§ **ФРАГМЕНТ ДЛЯ ЧТЕНИЯ**
═══
Ощущение социального отщепенчества не пугало до тех пор, пока поэт ощущал свою историческую правоту. Он не хотел быть человеком прошлого. Как жеребенку из «Сорокоуста» было не догнать «коня стального» – поезда, так и Есенину было не угнаться, хотя бы и «задрав штаны... за комсомолом» [6, с. 198]. Но, как и жеребенок, он попытался это сделать. И стал судорожно и неумело «перековываться»:

И пусть иная жизнь села
Меня наполнит
Новой силой [6, с. 233].

На пике желания преодолеть социальное одиночество были написаны «Стансы», «Поэтам Грузии», «Ленин», «Поэма о 36», «Баллада о двадцати шести», «Цветы», «Песнь о великом походе», «Капитан земли», «Издатель славный! В этой книге...» – своеобразный пласт есенинских стихов второго ряда, из которых лишь единицы могут претендовать на роль написанного классиком русской литературы, например, «Неуютная жидкая лунность...»

Бег за все убыстряющим свое движение к новому «поездом»–эпохой надломил силы поэта. О своей жизни все чаще он говорит в прошедшем времени: «все укатилось» [6, с. 133], «все пролетело… далече… мимо… сердце остыло и выцвели очи» [6, с. 133], «я все прожил» [6, с. 390], «эту жизнь прожил я словно кстати, заодно с другими на земле…» [6, с. 395].
═══
§ **Собранные данные**

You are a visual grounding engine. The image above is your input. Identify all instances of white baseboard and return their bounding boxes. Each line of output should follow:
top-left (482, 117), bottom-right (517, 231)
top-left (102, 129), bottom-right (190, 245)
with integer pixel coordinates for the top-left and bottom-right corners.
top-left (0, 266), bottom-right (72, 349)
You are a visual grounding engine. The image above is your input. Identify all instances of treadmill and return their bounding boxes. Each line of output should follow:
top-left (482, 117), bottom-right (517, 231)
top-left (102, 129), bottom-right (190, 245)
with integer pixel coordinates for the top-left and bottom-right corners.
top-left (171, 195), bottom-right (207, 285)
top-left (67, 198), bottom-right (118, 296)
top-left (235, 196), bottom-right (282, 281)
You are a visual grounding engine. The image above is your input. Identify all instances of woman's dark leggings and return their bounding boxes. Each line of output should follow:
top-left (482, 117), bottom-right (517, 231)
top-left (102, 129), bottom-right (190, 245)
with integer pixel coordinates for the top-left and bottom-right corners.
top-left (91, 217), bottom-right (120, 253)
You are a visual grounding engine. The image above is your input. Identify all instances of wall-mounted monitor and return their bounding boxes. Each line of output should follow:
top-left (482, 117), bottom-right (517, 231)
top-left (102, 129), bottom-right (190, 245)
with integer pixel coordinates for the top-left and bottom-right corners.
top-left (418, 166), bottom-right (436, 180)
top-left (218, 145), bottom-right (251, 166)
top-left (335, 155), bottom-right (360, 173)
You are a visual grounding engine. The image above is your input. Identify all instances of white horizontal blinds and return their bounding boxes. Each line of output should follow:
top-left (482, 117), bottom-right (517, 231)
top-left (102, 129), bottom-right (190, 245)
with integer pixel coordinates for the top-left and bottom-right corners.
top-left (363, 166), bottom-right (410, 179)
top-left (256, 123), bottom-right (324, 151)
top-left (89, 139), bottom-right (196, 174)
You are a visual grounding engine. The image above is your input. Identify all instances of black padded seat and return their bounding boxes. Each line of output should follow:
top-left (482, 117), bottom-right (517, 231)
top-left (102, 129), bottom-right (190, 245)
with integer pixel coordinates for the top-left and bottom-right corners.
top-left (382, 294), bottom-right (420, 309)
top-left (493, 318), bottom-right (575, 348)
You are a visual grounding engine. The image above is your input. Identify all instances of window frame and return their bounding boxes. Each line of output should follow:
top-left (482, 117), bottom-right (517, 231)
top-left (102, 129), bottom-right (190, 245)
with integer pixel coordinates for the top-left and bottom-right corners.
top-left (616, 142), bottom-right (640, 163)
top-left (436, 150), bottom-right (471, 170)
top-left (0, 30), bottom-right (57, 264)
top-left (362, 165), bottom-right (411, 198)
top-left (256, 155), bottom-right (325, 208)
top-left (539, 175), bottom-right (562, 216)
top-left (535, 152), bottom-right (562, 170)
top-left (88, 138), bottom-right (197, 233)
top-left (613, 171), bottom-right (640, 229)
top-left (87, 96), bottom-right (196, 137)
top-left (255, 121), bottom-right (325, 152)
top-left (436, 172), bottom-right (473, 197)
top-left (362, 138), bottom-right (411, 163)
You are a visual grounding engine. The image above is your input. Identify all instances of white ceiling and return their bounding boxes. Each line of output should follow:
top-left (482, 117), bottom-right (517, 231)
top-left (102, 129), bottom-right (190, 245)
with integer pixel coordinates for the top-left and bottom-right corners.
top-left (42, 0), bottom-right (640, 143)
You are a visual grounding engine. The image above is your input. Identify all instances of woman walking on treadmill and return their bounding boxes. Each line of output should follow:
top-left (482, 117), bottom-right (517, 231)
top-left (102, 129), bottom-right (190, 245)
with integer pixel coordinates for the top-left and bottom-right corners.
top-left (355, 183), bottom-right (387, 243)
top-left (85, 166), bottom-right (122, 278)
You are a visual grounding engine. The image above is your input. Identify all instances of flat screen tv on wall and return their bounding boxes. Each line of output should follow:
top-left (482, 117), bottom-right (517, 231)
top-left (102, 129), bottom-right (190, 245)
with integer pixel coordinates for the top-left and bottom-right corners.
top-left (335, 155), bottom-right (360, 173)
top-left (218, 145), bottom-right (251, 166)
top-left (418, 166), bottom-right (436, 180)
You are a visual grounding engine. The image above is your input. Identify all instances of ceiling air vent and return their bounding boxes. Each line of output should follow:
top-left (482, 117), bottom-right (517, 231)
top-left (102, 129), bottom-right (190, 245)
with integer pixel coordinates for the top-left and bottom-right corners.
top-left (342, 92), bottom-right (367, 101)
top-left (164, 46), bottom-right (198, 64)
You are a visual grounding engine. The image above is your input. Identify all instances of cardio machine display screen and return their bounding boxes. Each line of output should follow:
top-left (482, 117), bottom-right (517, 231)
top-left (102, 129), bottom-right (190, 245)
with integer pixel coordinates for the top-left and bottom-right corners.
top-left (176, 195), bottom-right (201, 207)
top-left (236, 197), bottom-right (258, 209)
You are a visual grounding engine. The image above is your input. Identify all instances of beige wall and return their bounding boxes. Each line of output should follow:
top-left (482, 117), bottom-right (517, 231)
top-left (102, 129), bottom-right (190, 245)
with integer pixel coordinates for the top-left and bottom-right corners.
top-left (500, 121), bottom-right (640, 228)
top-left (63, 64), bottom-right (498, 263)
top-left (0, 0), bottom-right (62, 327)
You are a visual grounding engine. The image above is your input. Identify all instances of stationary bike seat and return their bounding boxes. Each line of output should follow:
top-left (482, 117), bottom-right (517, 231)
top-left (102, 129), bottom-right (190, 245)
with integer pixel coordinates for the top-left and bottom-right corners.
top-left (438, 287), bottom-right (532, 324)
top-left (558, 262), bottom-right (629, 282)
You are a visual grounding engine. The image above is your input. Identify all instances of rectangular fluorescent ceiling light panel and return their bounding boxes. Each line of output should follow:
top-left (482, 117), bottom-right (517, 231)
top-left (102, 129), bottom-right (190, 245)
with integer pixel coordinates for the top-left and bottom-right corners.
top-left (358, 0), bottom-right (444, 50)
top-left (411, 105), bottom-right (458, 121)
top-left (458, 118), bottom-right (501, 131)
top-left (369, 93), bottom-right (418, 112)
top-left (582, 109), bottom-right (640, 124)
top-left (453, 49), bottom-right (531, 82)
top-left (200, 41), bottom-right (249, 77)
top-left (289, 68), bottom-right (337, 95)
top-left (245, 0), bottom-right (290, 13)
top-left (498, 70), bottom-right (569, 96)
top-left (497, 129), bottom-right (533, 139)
═══
§ **ЗАДАНИЕ**
Как передать короче, списком, абзац фрагмента о Есенине, начинающийся словами «Бег за все убыстряющим», сохранив его главные факты? Строки с собранными данными — самостоятельный материал, отдельный от фрагмента о Есенине.

§ **ОТВЕТ**
- Погоня за «поездом»-эпохой, всё быстрее движущейся к новому, надломила силы поэта.
- О своей жизни он всё чаще говорит в прошедшем времени: «все укатилось», «все пролетело… далече… мимо… сердце остыло и выцвели очи», «я все прожил», «эту жизнь прожил я словно кстати, заодно с другими на земле…».